本文:
====

説明

麦汁煮沸装置の熱回収方法及び装置

【課題】麦汁の煮沸釜から排出される排蒸気をエジェクタのみで回収して煮沸釜に再供給する場合に、エジェクタの吐出圧を低圧に維持して、エジェクタの排蒸気吸入能力の低下を防止し、エジェクタの運転制御性を改善する。
【解決手段】煮沸釜12の排蒸気eがエジェクタ24に吸引され、エジェクタ24から駆動蒸気sと共に吐出される。吐出された蒸気(e+s)が熱交換器14に供給される。蒸気(e+s)は熱交換器14で煮沸釜12内の麦汁bと熱交換される。蒸気(e+s)が熱交換されて凝縮した凝縮水cはドレンタンク44に送られる。ドレンタンク入口側で凝縮水cの飽和温度を検出すると共に、ドレンタンク気相部44aの圧力を検出し、該圧力検出値に対応した飽和温度と凝縮水cの飽和温度との差分を求める。該差分が閾値を越えたら、パージ弁54をPID制御して気相部44aに含まれる不凝縮ガスを放出させる。

【発明の詳細な説明】
【技術分野】
【0001】
本発明は、ビールや発泡酒の製造工程において、麦汁煮沸工程に使用する蒸気の効率的熱回収方法及び装置に関する。
【背景技術】
【0002】
ビールや発泡酒の製造工程は、先ず、粉砕された麦芽その他の副原料は糖化工程で温水とともに糖化されて麦汁となる。該麦汁は、麦汁煮沸工程で、ホップと共に煮沸釜に仕込まれて、これらを加熱煮沸することにより、たんぱく質の凝固、ホップ香味の抽出が行われる。煮沸後、麦汁は冷却され、その後、発酵工程でアルコール発酵の酵母を添加して、発酵温度に維持されながら発酵される。
【0003】
その後冷却を経て、ろ過工程でろ過されて製品となる。このように、ビール製造工程では加熱冷却が繰り返され、多量の熱及び冷熱のエネルギが費やされるので、該エネルギの効率的利用は、環境負荷の軽減及びエネルギコストの低減のための課題となっている。特に、麦汁煮沸工程で使用する蒸気エネルギは、全ビール製造工程中の40%前後程も占めるので、該工程での蒸気エネルギの効率的利用については、従来より各種の提案がなされている。

====

[コレクションに保存された項目]

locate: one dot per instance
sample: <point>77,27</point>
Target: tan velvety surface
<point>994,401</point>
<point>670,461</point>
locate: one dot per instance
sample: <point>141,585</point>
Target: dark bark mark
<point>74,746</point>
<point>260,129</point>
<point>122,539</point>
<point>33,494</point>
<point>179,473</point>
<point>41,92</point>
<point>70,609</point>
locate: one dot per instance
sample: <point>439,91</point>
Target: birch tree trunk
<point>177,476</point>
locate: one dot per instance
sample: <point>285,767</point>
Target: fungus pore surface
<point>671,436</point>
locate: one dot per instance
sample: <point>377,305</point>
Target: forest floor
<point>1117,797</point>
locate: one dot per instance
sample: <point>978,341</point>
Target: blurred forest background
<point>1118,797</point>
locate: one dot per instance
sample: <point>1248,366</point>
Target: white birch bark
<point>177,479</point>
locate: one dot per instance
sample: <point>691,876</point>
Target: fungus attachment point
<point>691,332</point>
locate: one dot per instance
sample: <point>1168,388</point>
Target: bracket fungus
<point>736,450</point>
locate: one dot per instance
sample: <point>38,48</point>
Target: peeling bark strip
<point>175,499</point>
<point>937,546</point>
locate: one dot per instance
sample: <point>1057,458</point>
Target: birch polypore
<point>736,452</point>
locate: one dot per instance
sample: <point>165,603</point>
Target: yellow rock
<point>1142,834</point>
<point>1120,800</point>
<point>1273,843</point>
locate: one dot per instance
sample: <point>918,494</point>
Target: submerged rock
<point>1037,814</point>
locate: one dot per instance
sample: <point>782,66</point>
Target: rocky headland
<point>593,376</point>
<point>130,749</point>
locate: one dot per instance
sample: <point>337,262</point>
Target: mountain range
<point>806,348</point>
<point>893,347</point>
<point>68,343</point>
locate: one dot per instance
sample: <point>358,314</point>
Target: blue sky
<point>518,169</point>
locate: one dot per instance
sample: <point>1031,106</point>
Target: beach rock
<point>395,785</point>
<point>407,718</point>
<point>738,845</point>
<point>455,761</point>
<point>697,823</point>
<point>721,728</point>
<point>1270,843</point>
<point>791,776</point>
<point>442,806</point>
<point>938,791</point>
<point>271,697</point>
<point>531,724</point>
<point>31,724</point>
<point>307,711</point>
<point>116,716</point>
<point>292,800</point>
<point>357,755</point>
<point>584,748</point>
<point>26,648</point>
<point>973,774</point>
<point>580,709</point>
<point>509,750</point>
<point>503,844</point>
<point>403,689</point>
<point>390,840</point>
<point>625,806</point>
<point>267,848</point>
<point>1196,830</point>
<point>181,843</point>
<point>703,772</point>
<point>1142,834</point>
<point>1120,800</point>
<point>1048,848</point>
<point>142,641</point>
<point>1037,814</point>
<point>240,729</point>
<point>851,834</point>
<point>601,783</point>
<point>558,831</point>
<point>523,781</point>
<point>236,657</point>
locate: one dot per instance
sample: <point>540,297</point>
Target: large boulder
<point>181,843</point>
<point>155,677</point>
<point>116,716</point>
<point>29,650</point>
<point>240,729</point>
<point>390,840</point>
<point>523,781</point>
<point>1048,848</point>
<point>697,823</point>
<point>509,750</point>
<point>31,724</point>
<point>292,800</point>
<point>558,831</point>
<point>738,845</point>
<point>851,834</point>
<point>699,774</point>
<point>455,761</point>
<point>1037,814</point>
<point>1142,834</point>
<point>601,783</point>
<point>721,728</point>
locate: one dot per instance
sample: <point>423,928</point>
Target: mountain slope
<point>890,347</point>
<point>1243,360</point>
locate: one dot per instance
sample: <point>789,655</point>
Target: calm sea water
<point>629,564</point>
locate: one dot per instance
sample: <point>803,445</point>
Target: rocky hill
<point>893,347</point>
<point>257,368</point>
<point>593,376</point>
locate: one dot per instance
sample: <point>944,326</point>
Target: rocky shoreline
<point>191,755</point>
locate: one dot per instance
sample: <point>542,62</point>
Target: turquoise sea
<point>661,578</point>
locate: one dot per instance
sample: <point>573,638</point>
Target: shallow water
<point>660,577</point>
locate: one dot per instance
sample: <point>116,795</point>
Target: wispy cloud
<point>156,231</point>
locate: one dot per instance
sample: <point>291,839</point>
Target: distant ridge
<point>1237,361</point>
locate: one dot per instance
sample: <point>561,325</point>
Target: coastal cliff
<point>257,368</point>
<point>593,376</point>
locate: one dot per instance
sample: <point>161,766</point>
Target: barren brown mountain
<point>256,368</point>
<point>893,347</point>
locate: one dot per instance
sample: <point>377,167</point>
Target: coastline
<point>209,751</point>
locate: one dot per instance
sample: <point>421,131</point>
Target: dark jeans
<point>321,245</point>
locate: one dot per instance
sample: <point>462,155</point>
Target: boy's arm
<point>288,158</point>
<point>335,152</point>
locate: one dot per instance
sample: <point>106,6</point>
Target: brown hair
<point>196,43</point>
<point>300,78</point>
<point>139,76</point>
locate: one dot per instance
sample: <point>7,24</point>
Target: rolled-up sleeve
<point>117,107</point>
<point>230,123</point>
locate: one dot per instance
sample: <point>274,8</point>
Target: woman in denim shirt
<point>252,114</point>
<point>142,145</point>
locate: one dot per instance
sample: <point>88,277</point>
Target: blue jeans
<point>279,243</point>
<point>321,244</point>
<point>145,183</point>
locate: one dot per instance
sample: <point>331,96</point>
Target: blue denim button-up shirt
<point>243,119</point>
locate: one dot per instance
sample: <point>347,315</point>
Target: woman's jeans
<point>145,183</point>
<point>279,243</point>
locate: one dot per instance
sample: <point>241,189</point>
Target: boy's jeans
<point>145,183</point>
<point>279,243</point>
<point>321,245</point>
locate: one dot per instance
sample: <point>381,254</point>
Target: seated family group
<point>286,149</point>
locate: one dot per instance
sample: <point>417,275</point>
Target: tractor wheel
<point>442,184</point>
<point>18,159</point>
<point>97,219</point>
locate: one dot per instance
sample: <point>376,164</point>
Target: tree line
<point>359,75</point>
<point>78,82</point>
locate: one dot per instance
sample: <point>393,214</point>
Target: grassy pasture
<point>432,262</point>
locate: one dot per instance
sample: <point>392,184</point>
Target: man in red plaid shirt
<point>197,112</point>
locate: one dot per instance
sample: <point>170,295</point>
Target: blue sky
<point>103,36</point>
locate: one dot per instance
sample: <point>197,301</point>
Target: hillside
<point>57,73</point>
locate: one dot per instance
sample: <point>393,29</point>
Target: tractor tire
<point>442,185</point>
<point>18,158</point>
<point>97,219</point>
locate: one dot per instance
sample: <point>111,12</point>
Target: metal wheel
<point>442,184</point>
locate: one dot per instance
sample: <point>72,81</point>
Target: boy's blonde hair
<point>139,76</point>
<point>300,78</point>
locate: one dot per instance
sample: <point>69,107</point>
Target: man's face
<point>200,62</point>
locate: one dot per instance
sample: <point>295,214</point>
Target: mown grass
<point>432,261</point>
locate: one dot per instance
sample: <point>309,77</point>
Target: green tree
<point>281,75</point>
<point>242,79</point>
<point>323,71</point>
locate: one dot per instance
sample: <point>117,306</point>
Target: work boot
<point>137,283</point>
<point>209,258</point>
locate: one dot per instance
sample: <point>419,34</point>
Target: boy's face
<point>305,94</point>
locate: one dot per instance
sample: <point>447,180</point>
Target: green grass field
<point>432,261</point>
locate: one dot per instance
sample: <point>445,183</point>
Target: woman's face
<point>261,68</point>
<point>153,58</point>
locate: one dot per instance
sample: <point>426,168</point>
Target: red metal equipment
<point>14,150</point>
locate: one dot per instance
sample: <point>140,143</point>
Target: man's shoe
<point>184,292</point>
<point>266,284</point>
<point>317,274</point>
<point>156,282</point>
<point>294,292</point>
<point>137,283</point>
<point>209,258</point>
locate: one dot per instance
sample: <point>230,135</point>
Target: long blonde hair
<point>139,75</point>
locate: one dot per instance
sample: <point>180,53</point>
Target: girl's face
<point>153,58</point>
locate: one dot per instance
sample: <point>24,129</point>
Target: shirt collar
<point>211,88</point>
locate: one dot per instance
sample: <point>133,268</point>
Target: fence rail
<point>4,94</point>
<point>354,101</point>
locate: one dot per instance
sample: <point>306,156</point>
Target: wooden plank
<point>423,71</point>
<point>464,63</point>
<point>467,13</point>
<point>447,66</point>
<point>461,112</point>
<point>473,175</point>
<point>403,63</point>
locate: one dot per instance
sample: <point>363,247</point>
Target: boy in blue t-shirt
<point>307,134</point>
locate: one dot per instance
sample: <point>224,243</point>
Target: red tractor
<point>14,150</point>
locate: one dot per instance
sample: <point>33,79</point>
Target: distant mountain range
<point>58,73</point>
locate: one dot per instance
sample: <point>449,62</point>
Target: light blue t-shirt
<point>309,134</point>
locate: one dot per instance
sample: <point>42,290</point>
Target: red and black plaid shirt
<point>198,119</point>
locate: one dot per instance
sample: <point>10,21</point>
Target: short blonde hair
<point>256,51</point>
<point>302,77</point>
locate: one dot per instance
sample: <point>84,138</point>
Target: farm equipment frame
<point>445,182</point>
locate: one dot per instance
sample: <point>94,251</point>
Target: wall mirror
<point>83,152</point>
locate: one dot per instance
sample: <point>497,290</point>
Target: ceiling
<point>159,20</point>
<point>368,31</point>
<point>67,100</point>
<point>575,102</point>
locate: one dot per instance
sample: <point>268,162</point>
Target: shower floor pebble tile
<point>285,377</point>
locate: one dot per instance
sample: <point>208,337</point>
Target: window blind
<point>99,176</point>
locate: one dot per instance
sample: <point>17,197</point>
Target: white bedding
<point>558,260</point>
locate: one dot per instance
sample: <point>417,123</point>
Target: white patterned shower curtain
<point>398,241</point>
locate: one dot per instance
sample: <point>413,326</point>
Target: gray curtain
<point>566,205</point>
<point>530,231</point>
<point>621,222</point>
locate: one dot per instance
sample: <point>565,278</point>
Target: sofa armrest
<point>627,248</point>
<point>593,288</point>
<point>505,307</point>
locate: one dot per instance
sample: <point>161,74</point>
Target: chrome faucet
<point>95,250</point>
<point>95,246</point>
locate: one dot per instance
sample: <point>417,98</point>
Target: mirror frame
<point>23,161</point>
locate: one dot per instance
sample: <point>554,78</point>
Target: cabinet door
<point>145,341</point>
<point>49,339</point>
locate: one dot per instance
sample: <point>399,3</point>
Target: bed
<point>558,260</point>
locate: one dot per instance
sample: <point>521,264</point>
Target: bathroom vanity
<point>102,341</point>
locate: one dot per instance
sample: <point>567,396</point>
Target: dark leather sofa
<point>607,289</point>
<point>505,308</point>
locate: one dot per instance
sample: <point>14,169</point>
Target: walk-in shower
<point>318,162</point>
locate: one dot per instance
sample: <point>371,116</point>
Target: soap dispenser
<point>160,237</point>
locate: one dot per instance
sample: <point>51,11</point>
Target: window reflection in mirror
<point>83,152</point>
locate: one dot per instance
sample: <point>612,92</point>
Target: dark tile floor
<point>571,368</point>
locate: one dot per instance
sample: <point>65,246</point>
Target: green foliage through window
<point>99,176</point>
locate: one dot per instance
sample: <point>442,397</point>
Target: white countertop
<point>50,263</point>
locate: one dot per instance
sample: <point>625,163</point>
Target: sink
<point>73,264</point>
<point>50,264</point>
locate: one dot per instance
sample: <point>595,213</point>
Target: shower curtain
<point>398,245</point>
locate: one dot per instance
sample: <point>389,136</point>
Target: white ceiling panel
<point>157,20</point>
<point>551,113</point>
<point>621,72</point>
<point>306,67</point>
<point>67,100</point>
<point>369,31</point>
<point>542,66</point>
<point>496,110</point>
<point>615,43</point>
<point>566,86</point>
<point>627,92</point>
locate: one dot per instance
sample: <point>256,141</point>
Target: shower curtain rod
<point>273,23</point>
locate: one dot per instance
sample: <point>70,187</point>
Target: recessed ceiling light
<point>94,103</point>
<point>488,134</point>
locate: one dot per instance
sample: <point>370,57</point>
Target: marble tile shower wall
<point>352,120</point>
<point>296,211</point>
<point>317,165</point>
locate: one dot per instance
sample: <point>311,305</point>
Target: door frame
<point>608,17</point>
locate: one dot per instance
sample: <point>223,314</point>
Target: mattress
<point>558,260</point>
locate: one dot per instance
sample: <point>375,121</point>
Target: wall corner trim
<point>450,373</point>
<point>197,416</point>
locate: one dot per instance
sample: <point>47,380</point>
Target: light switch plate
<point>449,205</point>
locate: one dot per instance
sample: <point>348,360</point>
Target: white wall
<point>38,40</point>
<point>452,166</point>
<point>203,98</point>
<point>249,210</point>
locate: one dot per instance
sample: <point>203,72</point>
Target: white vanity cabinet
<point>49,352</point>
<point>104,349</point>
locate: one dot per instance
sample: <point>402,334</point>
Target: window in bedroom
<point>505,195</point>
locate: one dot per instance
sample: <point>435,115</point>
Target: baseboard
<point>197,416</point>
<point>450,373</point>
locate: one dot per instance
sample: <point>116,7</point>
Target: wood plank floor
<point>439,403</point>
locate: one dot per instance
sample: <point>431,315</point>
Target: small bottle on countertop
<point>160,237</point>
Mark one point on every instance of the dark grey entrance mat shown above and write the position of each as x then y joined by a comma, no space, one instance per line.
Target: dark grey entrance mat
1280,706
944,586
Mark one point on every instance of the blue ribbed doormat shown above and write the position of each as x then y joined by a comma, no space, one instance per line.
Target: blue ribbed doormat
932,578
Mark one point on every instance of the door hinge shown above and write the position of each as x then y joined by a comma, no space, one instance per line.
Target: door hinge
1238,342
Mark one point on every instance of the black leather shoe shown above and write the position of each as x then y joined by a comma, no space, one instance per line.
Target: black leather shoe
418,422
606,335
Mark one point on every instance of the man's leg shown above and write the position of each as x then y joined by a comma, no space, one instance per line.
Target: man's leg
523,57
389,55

====

練習問題:
次の記述(a)〜(c)が本文の内容と一致するかを「はい」または「いいえ」で答え、判断の決め手となる本文の語句を正確に引用してください。
(a) エジェクタから吐出された蒸気は熱交換器14に供給される。
(b) 熱交換されて凝縮した凝縮水cはパージ弁54に送られる。
(c) 麦汁煮沸工程で使用する蒸気エネルギは、全ビール製造工程中の約20%を占める。

練習問題の解答:
(a) はい。「吐出された蒸気(e+s)が熱交換器14に供給される。」
(b) いいえ。「蒸気(e+s)が熱交換されて凝縮した凝縮水cはドレンタンク44に送られる。」
(c) いいえ。「麦汁煮沸工程で使用する蒸気エネルギは、全ビール製造工程中の40%前後程も占める」